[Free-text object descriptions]
================
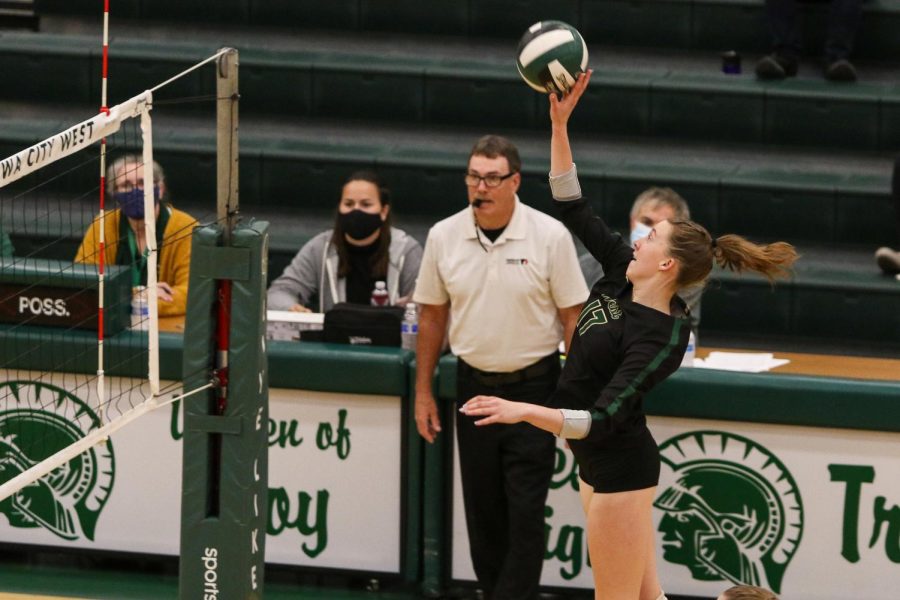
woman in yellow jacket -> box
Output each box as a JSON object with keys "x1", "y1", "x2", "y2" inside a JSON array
[{"x1": 75, "y1": 155, "x2": 198, "y2": 317}]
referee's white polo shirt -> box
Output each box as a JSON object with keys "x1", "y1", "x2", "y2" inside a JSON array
[{"x1": 414, "y1": 197, "x2": 589, "y2": 373}]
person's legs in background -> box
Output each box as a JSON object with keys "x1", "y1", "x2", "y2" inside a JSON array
[
  {"x1": 874, "y1": 158, "x2": 900, "y2": 276},
  {"x1": 823, "y1": 0, "x2": 862, "y2": 81},
  {"x1": 756, "y1": 0, "x2": 801, "y2": 79}
]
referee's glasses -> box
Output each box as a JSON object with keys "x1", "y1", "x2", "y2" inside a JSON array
[{"x1": 464, "y1": 172, "x2": 516, "y2": 188}]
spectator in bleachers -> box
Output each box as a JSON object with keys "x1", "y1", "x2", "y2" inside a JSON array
[
  {"x1": 718, "y1": 584, "x2": 779, "y2": 600},
  {"x1": 580, "y1": 187, "x2": 702, "y2": 333},
  {"x1": 267, "y1": 169, "x2": 422, "y2": 312},
  {"x1": 75, "y1": 155, "x2": 197, "y2": 317},
  {"x1": 755, "y1": 0, "x2": 862, "y2": 82},
  {"x1": 413, "y1": 134, "x2": 588, "y2": 600},
  {"x1": 874, "y1": 158, "x2": 900, "y2": 275}
]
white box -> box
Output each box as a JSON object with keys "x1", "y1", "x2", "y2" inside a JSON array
[{"x1": 266, "y1": 310, "x2": 324, "y2": 341}]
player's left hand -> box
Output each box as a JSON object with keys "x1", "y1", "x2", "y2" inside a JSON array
[{"x1": 460, "y1": 395, "x2": 527, "y2": 426}]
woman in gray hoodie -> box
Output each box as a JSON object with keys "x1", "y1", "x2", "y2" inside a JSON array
[{"x1": 267, "y1": 170, "x2": 423, "y2": 312}]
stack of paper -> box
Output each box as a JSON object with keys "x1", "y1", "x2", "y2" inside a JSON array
[{"x1": 692, "y1": 351, "x2": 790, "y2": 373}]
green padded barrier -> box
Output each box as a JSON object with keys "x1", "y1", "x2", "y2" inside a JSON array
[
  {"x1": 793, "y1": 285, "x2": 900, "y2": 344},
  {"x1": 649, "y1": 77, "x2": 765, "y2": 144},
  {"x1": 424, "y1": 63, "x2": 539, "y2": 129},
  {"x1": 360, "y1": 0, "x2": 469, "y2": 35},
  {"x1": 717, "y1": 179, "x2": 836, "y2": 243},
  {"x1": 581, "y1": 0, "x2": 692, "y2": 48},
  {"x1": 834, "y1": 188, "x2": 895, "y2": 247},
  {"x1": 404, "y1": 360, "x2": 422, "y2": 585},
  {"x1": 0, "y1": 34, "x2": 94, "y2": 105},
  {"x1": 419, "y1": 358, "x2": 451, "y2": 596},
  {"x1": 35, "y1": 0, "x2": 140, "y2": 17},
  {"x1": 437, "y1": 354, "x2": 900, "y2": 433},
  {"x1": 312, "y1": 64, "x2": 426, "y2": 123},
  {"x1": 240, "y1": 55, "x2": 313, "y2": 119},
  {"x1": 691, "y1": 1, "x2": 769, "y2": 54},
  {"x1": 258, "y1": 156, "x2": 373, "y2": 212},
  {"x1": 0, "y1": 325, "x2": 183, "y2": 379},
  {"x1": 374, "y1": 165, "x2": 465, "y2": 220},
  {"x1": 267, "y1": 341, "x2": 408, "y2": 395},
  {"x1": 855, "y1": 3, "x2": 900, "y2": 58},
  {"x1": 519, "y1": 174, "x2": 556, "y2": 217},
  {"x1": 180, "y1": 221, "x2": 270, "y2": 600},
  {"x1": 249, "y1": 0, "x2": 360, "y2": 28},
  {"x1": 883, "y1": 89, "x2": 900, "y2": 151},
  {"x1": 469, "y1": 0, "x2": 580, "y2": 38},
  {"x1": 142, "y1": 0, "x2": 250, "y2": 22},
  {"x1": 100, "y1": 42, "x2": 218, "y2": 109},
  {"x1": 700, "y1": 275, "x2": 793, "y2": 337},
  {"x1": 646, "y1": 367, "x2": 900, "y2": 433},
  {"x1": 567, "y1": 71, "x2": 656, "y2": 136},
  {"x1": 763, "y1": 83, "x2": 883, "y2": 151}
]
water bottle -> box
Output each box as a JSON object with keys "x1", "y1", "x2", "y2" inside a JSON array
[
  {"x1": 401, "y1": 303, "x2": 418, "y2": 351},
  {"x1": 370, "y1": 281, "x2": 389, "y2": 306},
  {"x1": 680, "y1": 330, "x2": 696, "y2": 368},
  {"x1": 131, "y1": 285, "x2": 149, "y2": 330}
]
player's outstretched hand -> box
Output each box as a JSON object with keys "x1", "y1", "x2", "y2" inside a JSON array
[
  {"x1": 549, "y1": 69, "x2": 592, "y2": 128},
  {"x1": 460, "y1": 395, "x2": 528, "y2": 426}
]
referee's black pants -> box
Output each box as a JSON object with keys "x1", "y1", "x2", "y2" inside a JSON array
[{"x1": 455, "y1": 355, "x2": 559, "y2": 600}]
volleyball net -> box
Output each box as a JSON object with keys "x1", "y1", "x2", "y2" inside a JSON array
[
  {"x1": 0, "y1": 45, "x2": 268, "y2": 597},
  {"x1": 0, "y1": 48, "x2": 226, "y2": 505}
]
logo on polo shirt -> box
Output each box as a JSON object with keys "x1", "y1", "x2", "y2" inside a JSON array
[{"x1": 506, "y1": 258, "x2": 528, "y2": 265}]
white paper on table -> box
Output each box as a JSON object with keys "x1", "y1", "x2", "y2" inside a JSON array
[{"x1": 692, "y1": 351, "x2": 790, "y2": 373}]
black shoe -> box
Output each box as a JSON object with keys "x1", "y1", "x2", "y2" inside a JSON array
[
  {"x1": 755, "y1": 54, "x2": 798, "y2": 80},
  {"x1": 825, "y1": 59, "x2": 857, "y2": 82},
  {"x1": 874, "y1": 247, "x2": 900, "y2": 275}
]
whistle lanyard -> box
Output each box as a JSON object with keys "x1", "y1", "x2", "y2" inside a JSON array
[{"x1": 126, "y1": 226, "x2": 149, "y2": 287}]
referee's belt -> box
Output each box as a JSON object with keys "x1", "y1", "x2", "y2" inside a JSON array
[{"x1": 459, "y1": 353, "x2": 558, "y2": 387}]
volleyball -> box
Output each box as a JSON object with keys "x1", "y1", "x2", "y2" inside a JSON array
[{"x1": 516, "y1": 20, "x2": 588, "y2": 94}]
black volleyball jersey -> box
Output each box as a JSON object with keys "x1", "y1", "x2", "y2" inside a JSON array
[{"x1": 549, "y1": 198, "x2": 691, "y2": 446}]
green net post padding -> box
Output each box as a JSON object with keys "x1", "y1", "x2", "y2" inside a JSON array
[{"x1": 179, "y1": 221, "x2": 270, "y2": 600}]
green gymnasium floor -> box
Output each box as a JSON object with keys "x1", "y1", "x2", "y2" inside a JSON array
[{"x1": 0, "y1": 554, "x2": 422, "y2": 600}]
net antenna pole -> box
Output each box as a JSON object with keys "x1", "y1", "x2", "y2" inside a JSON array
[
  {"x1": 215, "y1": 47, "x2": 238, "y2": 414},
  {"x1": 141, "y1": 109, "x2": 160, "y2": 396},
  {"x1": 96, "y1": 0, "x2": 112, "y2": 421}
]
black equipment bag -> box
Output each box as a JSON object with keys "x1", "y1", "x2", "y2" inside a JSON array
[{"x1": 322, "y1": 303, "x2": 403, "y2": 347}]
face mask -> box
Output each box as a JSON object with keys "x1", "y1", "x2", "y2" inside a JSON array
[
  {"x1": 339, "y1": 209, "x2": 383, "y2": 241},
  {"x1": 114, "y1": 186, "x2": 160, "y2": 220},
  {"x1": 630, "y1": 221, "x2": 652, "y2": 247}
]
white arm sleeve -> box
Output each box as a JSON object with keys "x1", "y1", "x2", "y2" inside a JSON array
[
  {"x1": 548, "y1": 164, "x2": 582, "y2": 201},
  {"x1": 558, "y1": 408, "x2": 591, "y2": 439}
]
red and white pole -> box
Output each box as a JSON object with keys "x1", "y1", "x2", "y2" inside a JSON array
[{"x1": 97, "y1": 0, "x2": 110, "y2": 417}]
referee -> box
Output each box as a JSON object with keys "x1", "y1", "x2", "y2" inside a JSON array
[{"x1": 413, "y1": 135, "x2": 588, "y2": 600}]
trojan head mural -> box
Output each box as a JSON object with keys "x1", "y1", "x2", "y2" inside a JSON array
[
  {"x1": 0, "y1": 381, "x2": 114, "y2": 541},
  {"x1": 654, "y1": 430, "x2": 803, "y2": 593}
]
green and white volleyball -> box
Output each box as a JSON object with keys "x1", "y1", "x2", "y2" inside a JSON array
[{"x1": 516, "y1": 21, "x2": 588, "y2": 94}]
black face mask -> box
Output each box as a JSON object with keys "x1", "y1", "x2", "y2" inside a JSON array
[{"x1": 339, "y1": 209, "x2": 383, "y2": 241}]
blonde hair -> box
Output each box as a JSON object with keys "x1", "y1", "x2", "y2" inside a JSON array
[
  {"x1": 631, "y1": 187, "x2": 690, "y2": 221},
  {"x1": 106, "y1": 154, "x2": 165, "y2": 198},
  {"x1": 720, "y1": 584, "x2": 779, "y2": 600},
  {"x1": 667, "y1": 220, "x2": 798, "y2": 288}
]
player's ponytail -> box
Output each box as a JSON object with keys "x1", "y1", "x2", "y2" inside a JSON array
[
  {"x1": 712, "y1": 234, "x2": 797, "y2": 283},
  {"x1": 667, "y1": 220, "x2": 798, "y2": 288}
]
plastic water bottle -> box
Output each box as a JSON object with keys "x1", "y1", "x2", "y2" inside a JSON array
[
  {"x1": 680, "y1": 330, "x2": 696, "y2": 368},
  {"x1": 401, "y1": 303, "x2": 418, "y2": 351},
  {"x1": 370, "y1": 281, "x2": 389, "y2": 306},
  {"x1": 131, "y1": 286, "x2": 149, "y2": 330}
]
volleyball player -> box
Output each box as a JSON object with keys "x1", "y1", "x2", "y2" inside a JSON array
[{"x1": 461, "y1": 71, "x2": 798, "y2": 600}]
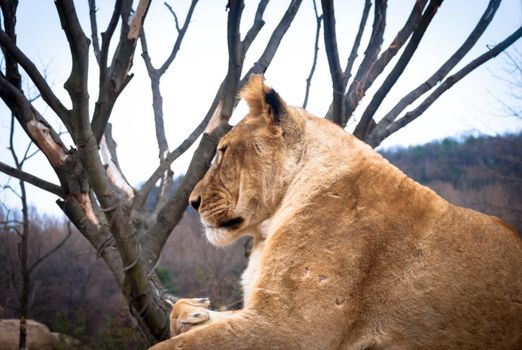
================
#### [WORK TASK]
Reproduce word for word the lines from the one containing "plastic water bottle -> box" through the end of the data, both ends kept. Drop the pictures.

#### [SOLUTION TO THE EXERCISE]
plastic water bottle -> box
Output each box as a JSON object with keys "x1", "y1", "x2", "y2" inside a JSON array
[
  {"x1": 680, "y1": 330, "x2": 696, "y2": 368},
  {"x1": 401, "y1": 303, "x2": 418, "y2": 351},
  {"x1": 370, "y1": 281, "x2": 389, "y2": 306},
  {"x1": 131, "y1": 286, "x2": 149, "y2": 330}
]
volleyball player -> box
Output each box as a JSON object with keys "x1", "y1", "x2", "y2" inside a JSON array
[{"x1": 461, "y1": 71, "x2": 798, "y2": 600}]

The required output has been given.